What the exercise asks:
Repeat each line word for word.

Record list:

################

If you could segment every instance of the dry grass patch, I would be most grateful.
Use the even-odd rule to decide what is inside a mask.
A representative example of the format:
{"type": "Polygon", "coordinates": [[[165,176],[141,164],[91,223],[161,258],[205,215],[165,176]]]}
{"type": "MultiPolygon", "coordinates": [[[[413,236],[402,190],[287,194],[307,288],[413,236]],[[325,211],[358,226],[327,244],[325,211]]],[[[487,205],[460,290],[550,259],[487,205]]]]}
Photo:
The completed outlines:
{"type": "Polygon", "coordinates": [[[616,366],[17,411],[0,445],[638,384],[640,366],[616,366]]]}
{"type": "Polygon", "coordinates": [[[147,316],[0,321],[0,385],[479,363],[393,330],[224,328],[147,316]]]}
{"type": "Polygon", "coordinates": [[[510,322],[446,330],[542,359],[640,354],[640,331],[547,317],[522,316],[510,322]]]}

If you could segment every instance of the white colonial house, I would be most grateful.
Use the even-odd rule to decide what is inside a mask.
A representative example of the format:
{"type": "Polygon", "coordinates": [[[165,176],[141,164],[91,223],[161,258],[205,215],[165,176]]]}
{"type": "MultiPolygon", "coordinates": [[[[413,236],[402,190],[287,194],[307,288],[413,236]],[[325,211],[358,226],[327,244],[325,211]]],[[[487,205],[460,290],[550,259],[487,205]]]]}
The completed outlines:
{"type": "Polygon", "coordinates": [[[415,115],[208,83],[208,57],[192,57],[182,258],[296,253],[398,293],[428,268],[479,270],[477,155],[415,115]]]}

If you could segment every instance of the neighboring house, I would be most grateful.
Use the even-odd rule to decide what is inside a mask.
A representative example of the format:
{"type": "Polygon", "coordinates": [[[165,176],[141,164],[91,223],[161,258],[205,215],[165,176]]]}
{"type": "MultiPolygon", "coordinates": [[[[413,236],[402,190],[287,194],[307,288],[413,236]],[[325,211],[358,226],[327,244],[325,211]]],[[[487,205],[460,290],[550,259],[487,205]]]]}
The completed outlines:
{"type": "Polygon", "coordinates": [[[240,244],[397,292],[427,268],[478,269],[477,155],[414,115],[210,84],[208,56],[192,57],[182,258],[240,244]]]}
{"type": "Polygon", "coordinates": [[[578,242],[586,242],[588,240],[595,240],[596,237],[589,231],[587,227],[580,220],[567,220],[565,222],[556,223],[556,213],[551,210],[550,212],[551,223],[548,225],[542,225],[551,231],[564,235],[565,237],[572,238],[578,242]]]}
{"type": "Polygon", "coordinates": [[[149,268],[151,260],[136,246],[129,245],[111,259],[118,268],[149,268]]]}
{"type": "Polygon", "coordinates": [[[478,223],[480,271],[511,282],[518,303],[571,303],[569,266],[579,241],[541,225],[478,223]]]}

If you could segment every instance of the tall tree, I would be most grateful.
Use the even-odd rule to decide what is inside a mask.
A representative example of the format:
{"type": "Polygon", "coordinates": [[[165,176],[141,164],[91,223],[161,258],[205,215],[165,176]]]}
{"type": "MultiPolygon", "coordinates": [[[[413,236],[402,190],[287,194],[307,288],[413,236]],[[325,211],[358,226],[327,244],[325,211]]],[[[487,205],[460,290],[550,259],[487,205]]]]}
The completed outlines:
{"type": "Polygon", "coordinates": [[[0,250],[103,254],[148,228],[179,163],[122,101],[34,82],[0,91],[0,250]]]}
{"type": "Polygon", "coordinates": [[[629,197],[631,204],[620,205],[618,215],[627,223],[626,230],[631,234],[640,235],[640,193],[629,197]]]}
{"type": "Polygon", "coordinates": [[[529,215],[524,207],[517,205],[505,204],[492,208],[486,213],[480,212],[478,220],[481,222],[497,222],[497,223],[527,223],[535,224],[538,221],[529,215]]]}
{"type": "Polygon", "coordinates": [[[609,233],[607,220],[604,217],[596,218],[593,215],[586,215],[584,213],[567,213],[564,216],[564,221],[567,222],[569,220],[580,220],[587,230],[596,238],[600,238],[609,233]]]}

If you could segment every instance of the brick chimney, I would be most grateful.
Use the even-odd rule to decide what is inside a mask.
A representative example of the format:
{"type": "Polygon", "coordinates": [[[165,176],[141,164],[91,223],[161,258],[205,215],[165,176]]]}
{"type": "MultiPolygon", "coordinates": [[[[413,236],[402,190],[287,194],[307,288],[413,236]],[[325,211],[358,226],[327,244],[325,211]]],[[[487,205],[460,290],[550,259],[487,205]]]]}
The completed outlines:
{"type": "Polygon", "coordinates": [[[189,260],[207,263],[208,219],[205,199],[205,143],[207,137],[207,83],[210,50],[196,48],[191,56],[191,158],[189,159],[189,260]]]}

################

Response below:
If you could segment every instance of the dry grass patch, I would be most grateful.
Use the even-odd rule to decide what is inside a mask.
A representative example of the format:
{"type": "Polygon", "coordinates": [[[165,176],[141,164],[91,223],[161,258],[205,215],[165,176]]]}
{"type": "MultiPolygon", "coordinates": [[[[413,236],[402,190],[287,194],[307,288],[413,236]],[[325,211],[358,226],[327,244],[325,211]]],[[[487,205],[460,290],[550,259],[487,205]]]]}
Photo:
The completed outlines:
{"type": "Polygon", "coordinates": [[[616,366],[17,411],[0,445],[638,384],[640,366],[616,366]]]}
{"type": "Polygon", "coordinates": [[[147,316],[0,321],[0,385],[479,363],[393,330],[224,328],[147,316]]]}
{"type": "Polygon", "coordinates": [[[510,322],[446,330],[542,359],[640,354],[640,331],[547,317],[522,316],[510,322]]]}

If you could segment every instance of the white colonial house, I would be most grateful.
Use the even-odd rule to decide what is inside a mask.
A representative example of the format:
{"type": "Polygon", "coordinates": [[[165,176],[141,164],[91,223],[161,258],[205,215],[165,176]]]}
{"type": "MultiPolygon", "coordinates": [[[[413,236],[402,190],[287,194],[307,288],[413,236]],[[325,211],[358,226],[327,244],[325,211]]],[[[487,205],[460,290],[550,259],[487,205]]]]}
The completed outlines:
{"type": "Polygon", "coordinates": [[[415,115],[208,83],[208,57],[192,57],[182,258],[296,253],[398,293],[428,268],[479,270],[477,155],[415,115]]]}

If you could segment every instance of the neighboring house, I would be most grateful.
Use the even-odd rule to decide what is inside a mask.
A representative example of the format:
{"type": "Polygon", "coordinates": [[[165,176],[141,164],[91,223],[161,258],[205,215],[165,176]]]}
{"type": "MultiPolygon", "coordinates": [[[[413,236],[402,190],[287,194],[307,288],[413,236]],[[325,211],[358,226],[327,244],[325,211]]],[[[487,205],[460,290],[550,259],[487,205]]]]}
The completed outlines:
{"type": "Polygon", "coordinates": [[[240,244],[397,292],[427,268],[478,269],[477,155],[414,115],[210,84],[208,56],[192,57],[182,258],[240,244]]]}
{"type": "Polygon", "coordinates": [[[578,242],[586,242],[588,240],[595,240],[596,237],[589,231],[587,227],[580,220],[567,220],[565,222],[556,223],[556,213],[551,210],[550,212],[551,223],[548,225],[542,225],[551,231],[564,235],[565,237],[572,238],[578,242]]]}
{"type": "Polygon", "coordinates": [[[149,268],[151,260],[136,246],[129,245],[111,259],[118,268],[149,268]]]}
{"type": "Polygon", "coordinates": [[[478,223],[480,271],[511,282],[518,303],[571,303],[569,266],[579,241],[541,225],[478,223]]]}

If you could segment every instance of the tall tree, I would be most grateful.
Use the even-odd rule to decide what is inside a mask.
A representative example of the format:
{"type": "Polygon", "coordinates": [[[165,176],[141,164],[91,223],[161,258],[205,215],[165,176]]]}
{"type": "MultiPolygon", "coordinates": [[[[413,236],[402,190],[287,194],[307,288],[413,236]],[[325,211],[358,226],[327,244],[325,211]]],[[[487,205],[460,290],[550,259],[487,205]]]]}
The completed outlines:
{"type": "Polygon", "coordinates": [[[0,250],[103,254],[148,228],[179,163],[122,101],[34,82],[0,91],[0,250]]]}
{"type": "Polygon", "coordinates": [[[629,197],[631,204],[620,205],[618,215],[627,223],[626,230],[631,234],[640,235],[640,193],[629,197]]]}
{"type": "Polygon", "coordinates": [[[529,215],[524,207],[517,205],[505,204],[492,208],[486,213],[480,212],[478,220],[481,222],[497,222],[497,223],[527,223],[535,224],[538,221],[529,215]]]}
{"type": "Polygon", "coordinates": [[[609,233],[607,220],[604,217],[596,218],[593,215],[586,215],[584,213],[567,213],[564,216],[564,221],[567,222],[569,220],[580,220],[587,230],[596,238],[600,238],[609,233]]]}

If you could segment every instance of the brick chimney, I would be most grateful.
Use the even-odd rule to decide what is inside a mask.
A representative example of the format:
{"type": "Polygon", "coordinates": [[[165,176],[141,164],[91,223],[161,258],[205,215],[165,176]]]}
{"type": "MultiPolygon", "coordinates": [[[[413,236],[402,190],[287,194],[307,288],[413,236]],[[325,211],[358,226],[327,244],[325,211]]],[[[487,205],[460,290],[550,259],[487,205]]]]}
The completed outlines:
{"type": "Polygon", "coordinates": [[[189,260],[207,263],[208,219],[205,199],[205,143],[207,137],[207,83],[210,50],[196,48],[191,56],[191,158],[189,159],[189,260]]]}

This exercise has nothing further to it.